**Ausgewählter Auszug:**
Es geht um Gesellschaftspolitik. Wenn die Bürger nicht zu den Parteien gehen, gehen die Parteien zu den Bürgern. Auch eine Enquetekommission des Bundestages befasst sich mit der "Zukunft des bürgerschaftlichen Engagements". Die stellvertretende Vorsitzende Marie-Luise Dött ist da; einige im Publikum kennt sie von Anhörungen. "Die Politik muss die Bürger wieder entdecken", sagt Christa Thoben, die frühere Berliner Kultursenatorin. Eine Kommission des CDU-Präsidiums, der sie vorsitzt, arbeitet nach dem Motto "Starke Bürger - starker Staat."

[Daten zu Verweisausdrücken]
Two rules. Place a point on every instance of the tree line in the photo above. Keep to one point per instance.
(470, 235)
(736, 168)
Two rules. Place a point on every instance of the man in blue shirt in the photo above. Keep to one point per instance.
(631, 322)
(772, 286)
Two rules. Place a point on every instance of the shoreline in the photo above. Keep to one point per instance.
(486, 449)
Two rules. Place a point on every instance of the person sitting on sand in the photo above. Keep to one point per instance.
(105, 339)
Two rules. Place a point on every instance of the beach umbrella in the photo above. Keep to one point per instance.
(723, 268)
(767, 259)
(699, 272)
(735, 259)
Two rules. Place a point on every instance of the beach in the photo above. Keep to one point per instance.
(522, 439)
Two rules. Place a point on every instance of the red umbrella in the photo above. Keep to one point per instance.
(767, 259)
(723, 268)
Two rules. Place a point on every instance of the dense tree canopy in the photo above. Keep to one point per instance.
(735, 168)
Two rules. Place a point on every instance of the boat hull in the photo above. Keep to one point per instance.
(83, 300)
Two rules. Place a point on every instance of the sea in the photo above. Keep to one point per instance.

**Kurzauftrag:** Kannst du den Auszug zur Gesellschaftspolitik oben vollständig und Wort für Wort abschreiben?

**Antwort folgt:**
Es geht um Gesellschaftspolitik. Wenn die Bürger nicht zu den Parteien gehen, gehen die Parteien zu den Bürgern. Auch eine Enquetekommission des Bundestages befasst sich mit der "Zukunft des bürgerschaftlichen Engagements". Die stellvertretende Vorsitzende Marie-Luise Dött ist da; einige im Publikum kennt sie von Anhörungen. "Die Politik muss die Bürger wieder entdecken", sagt Christa Thoben, die frühere Berliner Kultursenatorin. Eine Kommission des CDU-Präsidiums, der sie vorsitzt, arbeitet nach dem Motto "Starke Bürger - starker Staat."